▸ Consignes
#1 D'après l'extrait sur la riziculture en Camargue, quelle est la production annuelle de la filière du riz de Camargue ?
#2 Prolongez l'extrait sur la riziculture en Camargue à partir de l'endroit où il s'arrête.

▸ Extrait source
□ □ □

Être riziculteur en Camargue, chez vous cela signifie quoi ?
Cela fait une trentaine d’années que je cultive du riz, sur environ 400 hectares dont 200 de riz, entre Sylvéréal et les Saintes-Maries-de-la-Mer. Je suis installé le long du Petit Rhône, au cœur du Parc naturel régional de Camargue, et je produis environ 1 000 tonnes de riz chaque année. Sur 200 autres hectares, je cultive des pommes de terre et du blé dur.
Le riz est une culture vivante qui demande toute l’attention de l’agriculteur, on est plus proche du métier d’éleveur que de celui du céréalier, dans la mesure où le contrôle est quotidien, notamment en ce qui concerne la gestion de l’eau, et on ne peut jamais s’absenter longtemps des parcelles.
Comment se porte la filière du riz de Camargue ?
Avec une production annuelle de 70 000 tonnes, 160 fermes sont engagées dans la démarche IGP (un tiers dans le Gard et deux tiers dans les Bouches-du-Rhône) et, entre les producteurs, les organismes stockeurs, les riziers et les conditionneurs, on compte jusqu’à 2 000 emplois directs et indirects. C’est donc une filière qui se maintient pas trop mal, dans un contexte où la demande augmente même légèrement chaque année.

□ □ □

▸ Informations affichées
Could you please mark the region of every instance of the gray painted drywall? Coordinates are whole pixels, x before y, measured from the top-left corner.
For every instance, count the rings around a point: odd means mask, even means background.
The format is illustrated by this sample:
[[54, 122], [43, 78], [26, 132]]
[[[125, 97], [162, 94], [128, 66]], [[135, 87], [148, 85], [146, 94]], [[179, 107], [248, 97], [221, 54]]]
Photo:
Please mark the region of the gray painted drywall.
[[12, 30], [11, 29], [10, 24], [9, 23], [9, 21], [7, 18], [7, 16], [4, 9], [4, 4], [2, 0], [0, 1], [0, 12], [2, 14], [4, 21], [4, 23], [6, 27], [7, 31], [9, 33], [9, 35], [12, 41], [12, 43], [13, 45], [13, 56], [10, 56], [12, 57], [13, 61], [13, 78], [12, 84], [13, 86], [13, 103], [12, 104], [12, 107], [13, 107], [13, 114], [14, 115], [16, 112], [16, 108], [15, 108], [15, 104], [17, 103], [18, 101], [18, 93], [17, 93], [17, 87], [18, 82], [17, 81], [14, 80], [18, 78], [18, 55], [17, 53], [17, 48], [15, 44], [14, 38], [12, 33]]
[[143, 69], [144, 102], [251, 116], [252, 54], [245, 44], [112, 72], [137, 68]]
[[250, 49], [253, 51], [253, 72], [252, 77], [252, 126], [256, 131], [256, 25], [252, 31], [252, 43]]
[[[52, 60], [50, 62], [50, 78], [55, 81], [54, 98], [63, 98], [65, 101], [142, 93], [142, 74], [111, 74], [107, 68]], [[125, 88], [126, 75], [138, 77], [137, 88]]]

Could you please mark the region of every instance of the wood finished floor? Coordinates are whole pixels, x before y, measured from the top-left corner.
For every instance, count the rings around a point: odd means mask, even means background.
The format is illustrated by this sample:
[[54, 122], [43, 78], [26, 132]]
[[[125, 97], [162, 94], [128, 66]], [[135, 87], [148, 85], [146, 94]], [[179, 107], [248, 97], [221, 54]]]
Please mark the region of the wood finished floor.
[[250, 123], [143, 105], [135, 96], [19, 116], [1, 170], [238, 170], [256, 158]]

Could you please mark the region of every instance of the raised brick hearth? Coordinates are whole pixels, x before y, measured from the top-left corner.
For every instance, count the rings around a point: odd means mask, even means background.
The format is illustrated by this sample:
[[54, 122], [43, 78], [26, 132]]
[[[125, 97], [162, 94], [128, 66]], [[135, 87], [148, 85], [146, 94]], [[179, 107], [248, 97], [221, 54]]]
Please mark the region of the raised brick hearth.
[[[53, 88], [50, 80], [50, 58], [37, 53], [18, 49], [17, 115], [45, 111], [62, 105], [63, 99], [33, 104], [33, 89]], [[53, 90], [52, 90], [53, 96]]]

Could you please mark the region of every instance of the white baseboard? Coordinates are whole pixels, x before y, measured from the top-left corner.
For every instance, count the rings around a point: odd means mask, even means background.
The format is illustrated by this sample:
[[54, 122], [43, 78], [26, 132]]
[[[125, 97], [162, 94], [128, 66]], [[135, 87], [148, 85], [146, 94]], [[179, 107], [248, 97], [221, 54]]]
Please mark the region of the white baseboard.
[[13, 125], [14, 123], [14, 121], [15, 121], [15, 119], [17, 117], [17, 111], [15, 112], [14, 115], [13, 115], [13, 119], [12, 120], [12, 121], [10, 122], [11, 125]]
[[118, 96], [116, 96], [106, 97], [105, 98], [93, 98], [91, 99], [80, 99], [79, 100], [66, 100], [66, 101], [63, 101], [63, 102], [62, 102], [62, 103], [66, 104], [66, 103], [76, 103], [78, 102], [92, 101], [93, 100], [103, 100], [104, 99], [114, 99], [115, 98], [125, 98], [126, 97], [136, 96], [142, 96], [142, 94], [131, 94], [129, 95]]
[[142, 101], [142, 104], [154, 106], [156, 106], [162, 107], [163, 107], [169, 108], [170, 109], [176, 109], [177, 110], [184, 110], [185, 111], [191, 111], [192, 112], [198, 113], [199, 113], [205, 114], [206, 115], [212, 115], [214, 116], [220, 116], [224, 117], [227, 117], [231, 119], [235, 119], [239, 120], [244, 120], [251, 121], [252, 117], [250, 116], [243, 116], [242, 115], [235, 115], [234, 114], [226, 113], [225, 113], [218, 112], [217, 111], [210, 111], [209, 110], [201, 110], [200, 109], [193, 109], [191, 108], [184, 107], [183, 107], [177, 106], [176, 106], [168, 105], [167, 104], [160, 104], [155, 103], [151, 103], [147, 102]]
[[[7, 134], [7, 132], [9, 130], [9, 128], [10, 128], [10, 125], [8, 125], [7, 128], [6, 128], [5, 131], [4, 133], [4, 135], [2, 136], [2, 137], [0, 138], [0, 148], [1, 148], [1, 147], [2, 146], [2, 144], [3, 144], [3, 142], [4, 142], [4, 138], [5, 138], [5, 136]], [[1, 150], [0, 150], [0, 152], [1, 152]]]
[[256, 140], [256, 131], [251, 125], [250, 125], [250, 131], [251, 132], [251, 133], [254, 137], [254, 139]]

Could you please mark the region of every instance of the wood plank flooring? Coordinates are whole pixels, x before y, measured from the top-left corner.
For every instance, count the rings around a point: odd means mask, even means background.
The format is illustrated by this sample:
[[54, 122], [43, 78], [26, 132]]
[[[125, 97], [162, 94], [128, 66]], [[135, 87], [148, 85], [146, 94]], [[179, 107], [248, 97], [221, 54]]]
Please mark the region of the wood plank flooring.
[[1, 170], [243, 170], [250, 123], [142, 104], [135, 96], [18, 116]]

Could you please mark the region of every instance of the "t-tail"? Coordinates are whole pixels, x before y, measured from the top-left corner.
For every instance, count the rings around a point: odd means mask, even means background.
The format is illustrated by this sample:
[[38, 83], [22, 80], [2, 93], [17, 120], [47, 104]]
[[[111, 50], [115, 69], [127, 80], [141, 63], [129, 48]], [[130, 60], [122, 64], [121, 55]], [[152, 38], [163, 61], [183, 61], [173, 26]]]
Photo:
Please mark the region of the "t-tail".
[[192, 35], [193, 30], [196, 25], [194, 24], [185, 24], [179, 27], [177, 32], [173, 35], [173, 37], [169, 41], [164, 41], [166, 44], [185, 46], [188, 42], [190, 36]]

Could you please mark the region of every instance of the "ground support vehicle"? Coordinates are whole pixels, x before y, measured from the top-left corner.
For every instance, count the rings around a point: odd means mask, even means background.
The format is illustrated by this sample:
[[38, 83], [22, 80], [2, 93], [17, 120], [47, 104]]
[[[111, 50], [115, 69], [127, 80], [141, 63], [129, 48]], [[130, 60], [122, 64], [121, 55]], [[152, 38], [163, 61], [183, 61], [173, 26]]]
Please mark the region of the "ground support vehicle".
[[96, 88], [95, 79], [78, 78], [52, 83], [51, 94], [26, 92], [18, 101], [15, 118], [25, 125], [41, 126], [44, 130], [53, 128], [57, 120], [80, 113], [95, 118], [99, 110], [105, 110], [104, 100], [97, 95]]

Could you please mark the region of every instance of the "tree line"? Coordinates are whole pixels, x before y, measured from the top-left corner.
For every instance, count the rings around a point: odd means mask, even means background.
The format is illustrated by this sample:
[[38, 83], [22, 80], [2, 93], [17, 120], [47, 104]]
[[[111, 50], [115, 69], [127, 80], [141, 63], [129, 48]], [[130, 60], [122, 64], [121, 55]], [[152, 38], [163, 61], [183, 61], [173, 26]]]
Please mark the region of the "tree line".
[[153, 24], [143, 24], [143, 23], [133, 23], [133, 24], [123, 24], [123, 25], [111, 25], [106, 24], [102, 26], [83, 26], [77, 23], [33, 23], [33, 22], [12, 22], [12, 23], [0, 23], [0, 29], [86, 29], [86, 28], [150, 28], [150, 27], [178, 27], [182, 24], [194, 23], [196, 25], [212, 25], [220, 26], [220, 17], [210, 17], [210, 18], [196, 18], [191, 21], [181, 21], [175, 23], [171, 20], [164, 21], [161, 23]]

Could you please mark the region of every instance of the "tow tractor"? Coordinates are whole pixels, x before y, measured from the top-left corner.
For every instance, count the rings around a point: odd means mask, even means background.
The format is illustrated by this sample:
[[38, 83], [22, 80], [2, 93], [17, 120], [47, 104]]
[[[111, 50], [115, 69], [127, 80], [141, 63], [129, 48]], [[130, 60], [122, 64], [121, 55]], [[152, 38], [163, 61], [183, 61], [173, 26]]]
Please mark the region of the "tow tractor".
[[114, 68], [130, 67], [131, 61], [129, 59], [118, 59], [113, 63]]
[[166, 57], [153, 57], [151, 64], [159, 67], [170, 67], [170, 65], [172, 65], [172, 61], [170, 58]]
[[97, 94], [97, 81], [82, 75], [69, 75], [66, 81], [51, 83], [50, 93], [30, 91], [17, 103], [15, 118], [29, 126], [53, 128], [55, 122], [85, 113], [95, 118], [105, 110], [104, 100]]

□ □ □

▸ Réponses dans l'ordre
#1 Elle produit 70 000 tonnes de riz par an.

#2
Classé en IGP (Indication géographique protégée), le riz de Camargue suscite un engouement lié aux nouvelles attentes de relocalisation alimentaire : les consommateurs souhaitent des produits mieux tracés géographiquement et ils savent que la riziculture française est plus exigeante en termes de respect de normes environnementales que dans d’autres pays; à cet égard 27 % des surfaces rizicoles sont certifiées bio et la moitié sont labellisées HVE (Haute valeur environnementale). Néanmoins, la production a tendance à stagner ces dernières années, car la profession fait face à des difficultés techniques qui ne lui permettent pas de produire beaucoup plus, même si on avance peu à peu avec l’ensemble des partenaires et des acteurs de la filière.
Le riz français occupe la cinquième place en Europe après l’Italie, l’Espagne, la Grèce et le Portugal.
“Il existe une soixantaine de variétés de riz différentes, en gros on produit tous les riz du monde, sauf le Basmati”
La riziculture joue-t-elle un rôle particulier dans l’écosystème camarguais ?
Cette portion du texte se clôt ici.